**Your goal**
Rewrite everything from the line containing "of the oven" down to the line containing "x=591, y=241" as a two-column CSV with the columns item_text and item_answer, one row per item. Put each value in a single quoted field, with any line breaks turned into spaces.

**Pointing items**

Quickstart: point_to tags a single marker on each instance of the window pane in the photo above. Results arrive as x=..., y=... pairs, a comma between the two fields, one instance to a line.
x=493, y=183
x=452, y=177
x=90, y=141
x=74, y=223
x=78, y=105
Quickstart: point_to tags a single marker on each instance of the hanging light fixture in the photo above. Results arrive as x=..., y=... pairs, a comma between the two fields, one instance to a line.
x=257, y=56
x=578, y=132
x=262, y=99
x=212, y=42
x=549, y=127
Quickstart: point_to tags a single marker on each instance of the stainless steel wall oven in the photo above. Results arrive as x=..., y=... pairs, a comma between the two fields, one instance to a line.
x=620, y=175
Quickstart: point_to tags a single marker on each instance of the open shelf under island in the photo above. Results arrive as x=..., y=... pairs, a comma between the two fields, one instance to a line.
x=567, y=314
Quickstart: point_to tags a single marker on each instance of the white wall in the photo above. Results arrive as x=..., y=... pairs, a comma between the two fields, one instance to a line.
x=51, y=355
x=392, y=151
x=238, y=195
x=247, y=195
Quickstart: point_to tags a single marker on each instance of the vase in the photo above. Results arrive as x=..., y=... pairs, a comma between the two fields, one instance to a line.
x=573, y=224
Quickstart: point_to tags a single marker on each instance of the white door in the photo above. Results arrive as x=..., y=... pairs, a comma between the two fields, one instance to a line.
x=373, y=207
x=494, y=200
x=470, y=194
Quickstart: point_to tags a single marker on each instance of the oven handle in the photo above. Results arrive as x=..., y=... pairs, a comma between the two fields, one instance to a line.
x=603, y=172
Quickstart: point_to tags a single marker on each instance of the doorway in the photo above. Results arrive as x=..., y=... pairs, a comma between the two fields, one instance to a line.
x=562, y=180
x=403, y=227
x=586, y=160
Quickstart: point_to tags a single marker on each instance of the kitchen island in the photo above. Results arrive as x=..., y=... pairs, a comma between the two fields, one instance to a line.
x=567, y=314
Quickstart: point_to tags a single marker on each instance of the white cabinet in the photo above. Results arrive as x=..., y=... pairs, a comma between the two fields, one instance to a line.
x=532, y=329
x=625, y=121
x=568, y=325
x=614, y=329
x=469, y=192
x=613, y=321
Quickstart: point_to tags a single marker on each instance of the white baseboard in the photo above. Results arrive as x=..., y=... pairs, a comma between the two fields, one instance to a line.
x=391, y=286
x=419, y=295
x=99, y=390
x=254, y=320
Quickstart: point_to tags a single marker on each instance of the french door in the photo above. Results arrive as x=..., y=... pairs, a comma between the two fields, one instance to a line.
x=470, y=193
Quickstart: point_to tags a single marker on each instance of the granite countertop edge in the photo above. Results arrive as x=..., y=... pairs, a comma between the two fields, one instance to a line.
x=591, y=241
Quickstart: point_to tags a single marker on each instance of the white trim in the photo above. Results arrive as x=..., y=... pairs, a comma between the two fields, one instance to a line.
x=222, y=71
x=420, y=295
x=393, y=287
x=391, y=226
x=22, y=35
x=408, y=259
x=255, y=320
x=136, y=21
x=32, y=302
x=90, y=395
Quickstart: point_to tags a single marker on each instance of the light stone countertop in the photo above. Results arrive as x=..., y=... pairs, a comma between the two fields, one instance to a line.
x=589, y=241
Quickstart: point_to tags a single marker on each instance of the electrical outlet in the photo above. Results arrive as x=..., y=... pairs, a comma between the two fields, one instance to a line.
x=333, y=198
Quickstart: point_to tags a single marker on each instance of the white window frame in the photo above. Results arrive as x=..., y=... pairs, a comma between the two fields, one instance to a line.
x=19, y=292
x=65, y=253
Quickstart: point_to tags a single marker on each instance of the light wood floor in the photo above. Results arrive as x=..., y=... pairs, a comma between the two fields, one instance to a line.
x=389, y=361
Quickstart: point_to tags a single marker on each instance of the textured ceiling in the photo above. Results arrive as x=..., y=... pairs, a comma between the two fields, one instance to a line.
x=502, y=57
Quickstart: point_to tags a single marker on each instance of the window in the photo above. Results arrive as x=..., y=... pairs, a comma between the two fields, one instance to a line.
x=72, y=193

**Written answer**
item_text,item_answer
"Quickstart: point_to tags a single marker on each instance of the oven handle in the photo above. Results arrive as x=..., y=... pairs, a comma between the two fields, one instance to a line.","x=603, y=172"
"Quickstart: point_to tags a single marker on each instance of the doorway in the photo above. Results arrive as x=..., y=... pairs, a comma between the two fields, one instance to a line.","x=562, y=180 x=403, y=227 x=586, y=160"
"Quickstart: point_to tags a single marker on each instance of the kitchen island in the photo above. Results arrive as x=..., y=... pairs, a comma between the two fields, one instance to a line.","x=567, y=314"
"Quickstart: point_to tags a single marker on each instance of the white cabinet in the photo above. Results arrive as x=..., y=... pairs, a comma between the two fields, one instance to a line.","x=532, y=329 x=625, y=121 x=568, y=325 x=614, y=329 x=469, y=192 x=613, y=321"
"Quickstart: point_to tags a single marker on each instance of the white baseboard in the photo above. Results arrive as x=..., y=... pairs, a comma between the two fields, one instance to a line.","x=391, y=286 x=419, y=295 x=99, y=390 x=254, y=320"
"Quickstart: point_to tags a single marker on each instance of the french door in the photo above. Results arrive as x=..., y=... pairs, a comma between the two fields, one instance to a line.","x=470, y=193"
"Quickstart: point_to tags a single marker on each instance of the granite countertop edge in the photo above. Results arrive as x=..., y=... pairs, a comma between the two fields, one instance to a line.","x=591, y=241"